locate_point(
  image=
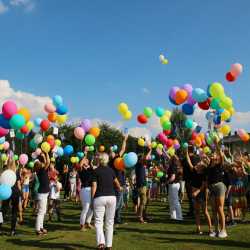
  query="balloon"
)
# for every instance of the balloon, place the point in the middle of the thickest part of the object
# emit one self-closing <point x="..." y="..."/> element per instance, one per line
<point x="216" y="90"/>
<point x="199" y="95"/>
<point x="5" y="192"/>
<point x="57" y="100"/>
<point x="148" y="112"/>
<point x="79" y="133"/>
<point x="142" y="119"/>
<point x="130" y="159"/>
<point x="166" y="125"/>
<point x="9" y="109"/>
<point x="17" y="121"/>
<point x="230" y="77"/>
<point x="236" y="69"/>
<point x="23" y="159"/>
<point x="189" y="123"/>
<point x="25" y="113"/>
<point x="4" y="122"/>
<point x="119" y="164"/>
<point x="128" y="115"/>
<point x="62" y="110"/>
<point x="187" y="109"/>
<point x="8" y="177"/>
<point x="159" y="111"/>
<point x="45" y="147"/>
<point x="52" y="117"/>
<point x="38" y="138"/>
<point x="181" y="96"/>
<point x="95" y="132"/>
<point x="86" y="125"/>
<point x="122" y="108"/>
<point x="90" y="140"/>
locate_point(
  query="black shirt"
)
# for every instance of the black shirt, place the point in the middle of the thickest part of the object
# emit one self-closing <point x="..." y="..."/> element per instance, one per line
<point x="104" y="177"/>
<point x="140" y="173"/>
<point x="86" y="176"/>
<point x="42" y="175"/>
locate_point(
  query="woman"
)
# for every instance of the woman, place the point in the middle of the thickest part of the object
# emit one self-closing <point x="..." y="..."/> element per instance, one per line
<point x="215" y="177"/>
<point x="85" y="175"/>
<point x="103" y="193"/>
<point x="41" y="167"/>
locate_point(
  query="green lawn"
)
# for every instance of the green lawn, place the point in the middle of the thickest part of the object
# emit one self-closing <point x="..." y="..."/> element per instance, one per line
<point x="160" y="234"/>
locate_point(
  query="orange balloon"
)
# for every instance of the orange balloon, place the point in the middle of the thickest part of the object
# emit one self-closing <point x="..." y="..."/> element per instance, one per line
<point x="25" y="113"/>
<point x="95" y="132"/>
<point x="119" y="164"/>
<point x="181" y="96"/>
<point x="52" y="117"/>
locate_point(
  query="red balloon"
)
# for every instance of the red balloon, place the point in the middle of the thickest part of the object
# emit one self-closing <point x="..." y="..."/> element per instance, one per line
<point x="230" y="77"/>
<point x="45" y="124"/>
<point x="142" y="119"/>
<point x="205" y="105"/>
<point x="24" y="129"/>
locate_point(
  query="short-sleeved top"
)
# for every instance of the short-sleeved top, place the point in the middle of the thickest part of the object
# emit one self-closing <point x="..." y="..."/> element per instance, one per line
<point x="86" y="175"/>
<point x="43" y="178"/>
<point x="140" y="172"/>
<point x="104" y="177"/>
<point x="215" y="174"/>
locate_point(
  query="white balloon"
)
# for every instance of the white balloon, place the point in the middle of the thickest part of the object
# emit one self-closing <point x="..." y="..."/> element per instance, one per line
<point x="8" y="177"/>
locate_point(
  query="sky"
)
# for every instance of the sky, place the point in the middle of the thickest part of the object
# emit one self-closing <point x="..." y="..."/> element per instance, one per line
<point x="99" y="53"/>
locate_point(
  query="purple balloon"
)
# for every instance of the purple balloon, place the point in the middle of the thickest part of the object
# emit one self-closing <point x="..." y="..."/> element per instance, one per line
<point x="86" y="125"/>
<point x="173" y="91"/>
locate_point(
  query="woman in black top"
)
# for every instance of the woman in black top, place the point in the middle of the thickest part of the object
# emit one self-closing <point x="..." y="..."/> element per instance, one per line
<point x="85" y="174"/>
<point x="41" y="168"/>
<point x="199" y="192"/>
<point x="103" y="193"/>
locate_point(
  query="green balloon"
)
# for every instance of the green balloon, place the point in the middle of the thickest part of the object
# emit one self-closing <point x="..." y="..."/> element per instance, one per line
<point x="148" y="112"/>
<point x="90" y="140"/>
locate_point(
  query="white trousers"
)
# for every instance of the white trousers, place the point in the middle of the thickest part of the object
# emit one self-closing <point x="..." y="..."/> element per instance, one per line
<point x="174" y="203"/>
<point x="42" y="209"/>
<point x="87" y="212"/>
<point x="104" y="206"/>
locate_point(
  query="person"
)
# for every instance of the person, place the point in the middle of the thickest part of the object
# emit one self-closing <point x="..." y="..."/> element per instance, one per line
<point x="41" y="167"/>
<point x="215" y="177"/>
<point x="103" y="193"/>
<point x="173" y="189"/>
<point x="85" y="175"/>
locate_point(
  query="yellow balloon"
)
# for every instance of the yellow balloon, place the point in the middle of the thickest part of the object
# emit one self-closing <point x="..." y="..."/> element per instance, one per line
<point x="122" y="108"/>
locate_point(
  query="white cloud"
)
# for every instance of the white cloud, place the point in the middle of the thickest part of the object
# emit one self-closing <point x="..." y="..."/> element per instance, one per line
<point x="3" y="8"/>
<point x="23" y="99"/>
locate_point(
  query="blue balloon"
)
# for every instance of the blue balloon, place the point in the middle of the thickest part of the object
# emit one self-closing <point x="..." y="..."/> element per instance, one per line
<point x="188" y="109"/>
<point x="62" y="110"/>
<point x="130" y="159"/>
<point x="4" y="122"/>
<point x="68" y="150"/>
<point x="57" y="101"/>
<point x="199" y="95"/>
<point x="5" y="192"/>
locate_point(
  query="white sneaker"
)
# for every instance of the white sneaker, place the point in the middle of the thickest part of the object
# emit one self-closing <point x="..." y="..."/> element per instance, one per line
<point x="222" y="234"/>
<point x="212" y="234"/>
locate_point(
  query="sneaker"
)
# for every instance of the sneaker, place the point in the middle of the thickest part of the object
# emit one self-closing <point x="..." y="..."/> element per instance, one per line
<point x="222" y="234"/>
<point x="212" y="234"/>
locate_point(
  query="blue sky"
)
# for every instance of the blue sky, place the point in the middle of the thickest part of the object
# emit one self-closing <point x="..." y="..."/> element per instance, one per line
<point x="98" y="53"/>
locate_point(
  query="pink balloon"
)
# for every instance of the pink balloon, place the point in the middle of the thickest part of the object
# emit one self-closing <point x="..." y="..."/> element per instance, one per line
<point x="23" y="159"/>
<point x="6" y="145"/>
<point x="9" y="109"/>
<point x="3" y="132"/>
<point x="49" y="108"/>
<point x="236" y="69"/>
<point x="79" y="133"/>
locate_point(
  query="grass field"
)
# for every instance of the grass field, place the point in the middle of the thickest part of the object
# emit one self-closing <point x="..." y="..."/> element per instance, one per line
<point x="160" y="234"/>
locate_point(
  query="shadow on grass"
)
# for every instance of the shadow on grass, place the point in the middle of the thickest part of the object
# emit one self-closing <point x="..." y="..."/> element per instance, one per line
<point x="47" y="245"/>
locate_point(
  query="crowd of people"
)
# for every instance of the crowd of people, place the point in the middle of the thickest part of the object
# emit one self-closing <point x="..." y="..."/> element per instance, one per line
<point x="219" y="180"/>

=====

YOUR OBJECTIVE - Count the lines above that contain the string "trousers", treating uppercase and lowercase letters as different. Reply with the number only.

SOLUTION TO THIS PROBLEM - 2